▶ SHORT TASK: Locate every line below that contains the word "framed" and copy each of those lines.

**** ENTRIES

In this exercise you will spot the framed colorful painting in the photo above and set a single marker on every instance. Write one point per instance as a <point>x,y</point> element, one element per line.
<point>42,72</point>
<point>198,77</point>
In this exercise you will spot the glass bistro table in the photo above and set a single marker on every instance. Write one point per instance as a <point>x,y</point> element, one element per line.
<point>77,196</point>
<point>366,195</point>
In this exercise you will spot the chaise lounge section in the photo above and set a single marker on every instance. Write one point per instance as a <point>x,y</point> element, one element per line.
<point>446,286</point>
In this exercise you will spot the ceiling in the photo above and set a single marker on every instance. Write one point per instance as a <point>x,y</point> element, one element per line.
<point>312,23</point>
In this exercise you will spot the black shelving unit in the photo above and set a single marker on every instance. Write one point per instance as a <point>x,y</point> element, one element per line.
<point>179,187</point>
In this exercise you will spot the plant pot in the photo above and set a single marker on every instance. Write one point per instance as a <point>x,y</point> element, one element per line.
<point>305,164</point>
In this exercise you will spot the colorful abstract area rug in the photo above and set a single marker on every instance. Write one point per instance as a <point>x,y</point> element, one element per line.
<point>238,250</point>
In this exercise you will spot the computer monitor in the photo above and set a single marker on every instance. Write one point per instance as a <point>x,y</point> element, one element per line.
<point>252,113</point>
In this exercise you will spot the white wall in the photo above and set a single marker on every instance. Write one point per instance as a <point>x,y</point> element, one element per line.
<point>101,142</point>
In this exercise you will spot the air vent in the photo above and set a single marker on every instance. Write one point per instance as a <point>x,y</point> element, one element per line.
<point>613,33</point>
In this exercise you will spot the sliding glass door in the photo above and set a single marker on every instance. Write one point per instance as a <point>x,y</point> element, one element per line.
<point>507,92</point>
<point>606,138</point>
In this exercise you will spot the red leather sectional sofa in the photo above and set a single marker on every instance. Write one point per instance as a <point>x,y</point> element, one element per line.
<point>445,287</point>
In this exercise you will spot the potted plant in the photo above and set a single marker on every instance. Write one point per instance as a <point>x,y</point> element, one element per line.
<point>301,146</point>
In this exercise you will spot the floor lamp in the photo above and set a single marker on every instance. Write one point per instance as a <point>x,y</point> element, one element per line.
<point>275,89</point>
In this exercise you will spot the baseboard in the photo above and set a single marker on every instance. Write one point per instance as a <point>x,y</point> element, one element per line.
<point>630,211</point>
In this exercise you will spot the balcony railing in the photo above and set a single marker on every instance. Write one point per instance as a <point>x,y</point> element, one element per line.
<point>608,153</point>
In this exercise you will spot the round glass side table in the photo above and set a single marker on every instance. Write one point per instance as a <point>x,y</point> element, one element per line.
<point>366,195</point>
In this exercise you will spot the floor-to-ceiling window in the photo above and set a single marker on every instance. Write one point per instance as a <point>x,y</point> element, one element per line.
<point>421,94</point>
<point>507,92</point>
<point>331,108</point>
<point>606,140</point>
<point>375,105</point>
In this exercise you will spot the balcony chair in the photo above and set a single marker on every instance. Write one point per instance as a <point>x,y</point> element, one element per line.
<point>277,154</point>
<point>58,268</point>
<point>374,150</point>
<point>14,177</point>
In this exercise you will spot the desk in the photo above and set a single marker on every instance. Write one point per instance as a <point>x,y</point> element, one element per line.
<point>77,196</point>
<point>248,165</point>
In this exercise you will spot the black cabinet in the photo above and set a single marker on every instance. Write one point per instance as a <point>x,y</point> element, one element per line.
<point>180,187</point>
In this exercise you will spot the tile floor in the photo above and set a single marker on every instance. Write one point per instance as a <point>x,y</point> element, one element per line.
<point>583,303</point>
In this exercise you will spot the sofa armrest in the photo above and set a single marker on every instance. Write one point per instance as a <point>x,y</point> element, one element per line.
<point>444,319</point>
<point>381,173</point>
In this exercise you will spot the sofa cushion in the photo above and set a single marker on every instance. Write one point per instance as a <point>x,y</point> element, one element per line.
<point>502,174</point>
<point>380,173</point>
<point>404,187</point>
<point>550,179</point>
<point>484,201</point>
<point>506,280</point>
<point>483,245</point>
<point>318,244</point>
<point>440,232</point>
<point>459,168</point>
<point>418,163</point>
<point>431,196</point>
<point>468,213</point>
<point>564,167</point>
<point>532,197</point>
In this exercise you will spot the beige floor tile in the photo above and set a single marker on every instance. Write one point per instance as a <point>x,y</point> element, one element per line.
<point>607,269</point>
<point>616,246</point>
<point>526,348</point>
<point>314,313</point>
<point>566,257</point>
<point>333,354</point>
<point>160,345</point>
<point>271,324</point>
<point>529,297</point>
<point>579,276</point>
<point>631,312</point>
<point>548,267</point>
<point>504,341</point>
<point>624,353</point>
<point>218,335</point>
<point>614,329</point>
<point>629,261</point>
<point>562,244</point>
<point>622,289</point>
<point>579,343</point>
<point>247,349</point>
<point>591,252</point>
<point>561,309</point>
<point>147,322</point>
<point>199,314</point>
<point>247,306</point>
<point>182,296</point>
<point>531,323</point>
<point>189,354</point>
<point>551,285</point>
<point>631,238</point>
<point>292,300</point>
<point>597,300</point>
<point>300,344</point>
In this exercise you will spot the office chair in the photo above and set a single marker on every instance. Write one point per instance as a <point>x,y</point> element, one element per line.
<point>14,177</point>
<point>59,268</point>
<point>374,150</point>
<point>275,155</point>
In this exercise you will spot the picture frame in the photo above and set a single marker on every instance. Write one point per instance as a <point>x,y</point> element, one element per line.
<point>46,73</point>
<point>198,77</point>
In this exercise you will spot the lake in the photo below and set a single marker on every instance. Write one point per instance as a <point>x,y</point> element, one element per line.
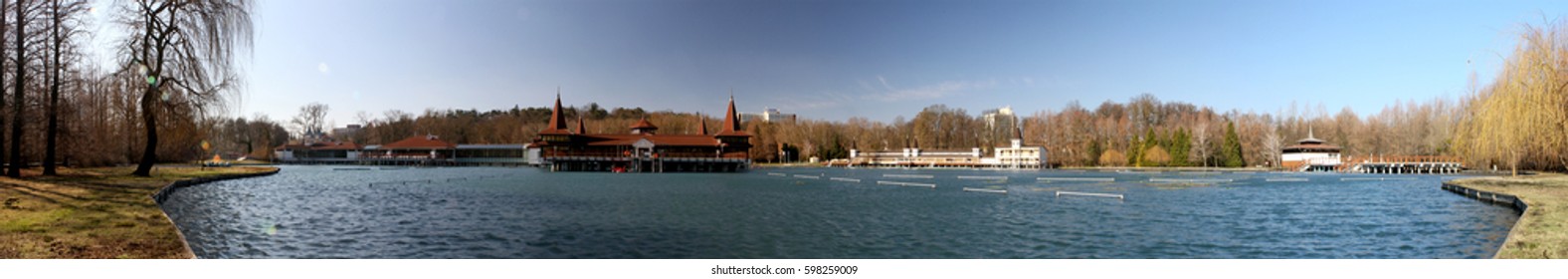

********

▶ OUTPUT FOR THIS EXERCISE:
In this exercise you will spot the framed colorful painting in the photo above and set a single marker on every instance. Write one point per instance as a <point>x,y</point> element, one element per line.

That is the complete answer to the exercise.